▶ **Deine Aufgabe**:
Zitiere sämtliche Datensätze Zeile für Zeile und ohne jede Änderung.

(Datensätze beschrifteter Boxen)

┄┄┄┄┄┄

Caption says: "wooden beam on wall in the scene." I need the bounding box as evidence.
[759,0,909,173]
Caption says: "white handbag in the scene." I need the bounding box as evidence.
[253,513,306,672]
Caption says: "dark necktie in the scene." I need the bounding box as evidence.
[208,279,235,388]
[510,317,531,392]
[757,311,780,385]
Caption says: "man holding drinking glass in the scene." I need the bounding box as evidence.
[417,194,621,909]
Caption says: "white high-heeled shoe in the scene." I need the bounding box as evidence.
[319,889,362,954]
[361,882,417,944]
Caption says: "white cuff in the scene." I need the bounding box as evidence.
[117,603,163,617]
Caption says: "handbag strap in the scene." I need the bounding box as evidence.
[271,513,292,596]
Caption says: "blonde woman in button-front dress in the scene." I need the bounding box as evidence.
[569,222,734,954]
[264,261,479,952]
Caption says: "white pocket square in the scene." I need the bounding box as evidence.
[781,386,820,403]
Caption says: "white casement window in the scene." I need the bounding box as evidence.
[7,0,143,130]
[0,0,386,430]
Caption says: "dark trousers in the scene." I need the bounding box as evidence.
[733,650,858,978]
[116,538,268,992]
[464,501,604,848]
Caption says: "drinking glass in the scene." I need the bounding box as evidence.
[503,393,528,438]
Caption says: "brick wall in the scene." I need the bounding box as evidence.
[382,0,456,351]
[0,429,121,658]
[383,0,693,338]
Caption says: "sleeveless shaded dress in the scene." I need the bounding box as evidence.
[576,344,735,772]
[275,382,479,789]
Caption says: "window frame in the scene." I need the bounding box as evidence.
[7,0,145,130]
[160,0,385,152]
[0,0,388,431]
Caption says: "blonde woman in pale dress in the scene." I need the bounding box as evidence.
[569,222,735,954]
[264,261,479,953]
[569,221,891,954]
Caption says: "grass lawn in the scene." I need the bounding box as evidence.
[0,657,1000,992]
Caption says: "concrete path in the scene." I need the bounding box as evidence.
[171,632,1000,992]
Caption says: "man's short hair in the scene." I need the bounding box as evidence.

┄┄┄┄┄┄

▶ **Schriftliche Antwort**:
Caption says: "wooden beam on wall in the scene." I need the bounding box as evidence.
[759,0,909,173]
Caption says: "white handbag in the scene." I need the bounding box as evidence.
[253,513,306,672]
Caption says: "dark necktie in the scene." I need the bounding box as evidence.
[208,279,235,388]
[510,317,531,392]
[757,311,780,385]
Caption says: "man holding drinking glass in the scene." I need the bounding box as evidence.
[417,194,621,909]
Caption says: "white high-heeled shoe in the scene." I need the bounding box as evidence.
[319,889,362,954]
[361,882,417,944]
Caption says: "white cuff in the scene." I need the bounding box as evidence.
[117,603,163,617]
Caption says: "handbag strap in the scene." I need the bounding box as evidence.
[271,513,292,596]
Caption says: "blonde woman in button-front dress in the scene." I need the bounding box as evidence.
[569,222,734,954]
[264,261,479,952]
Caption says: "white pocket square in the scene." I need the bounding box as evidence.
[781,386,820,403]
Caption says: "white casement window in the scene." I need the bounding box as evidence.
[7,0,143,130]
[0,0,386,430]
Caption says: "dark trousers in the scene." I need the bounding box as evidence.
[733,650,858,978]
[116,538,268,992]
[464,501,604,848]
Caption says: "drinking glass in the scene." I need the bounding box as evidence.
[503,393,528,438]
Caption says: "brick wall in the scene." I need the bounding box as evidence.
[382,0,456,351]
[0,429,121,658]
[383,0,693,338]
Caption says: "sleeveless shaded dress in the scene." I need the bounding box as evidence.
[576,344,735,772]
[275,382,479,789]
Caption says: "window frame in the scene." I need the bounding box as evidence.
[7,0,145,130]
[160,0,385,152]
[0,0,388,431]
Caption says: "blonde woman in pale dress in the scene." I need the bounding box as evidence.
[569,222,735,954]
[264,261,479,953]
[569,221,891,954]
Caption says: "grass lawn in the scene." I need the bounding box as evidence.
[0,657,1000,992]
Caption says: "concrete path in the scene." I need the bounding box as evidence.
[171,632,1000,992]
Caption says: "man's short hair in the scene." I need the bounding box as evidence.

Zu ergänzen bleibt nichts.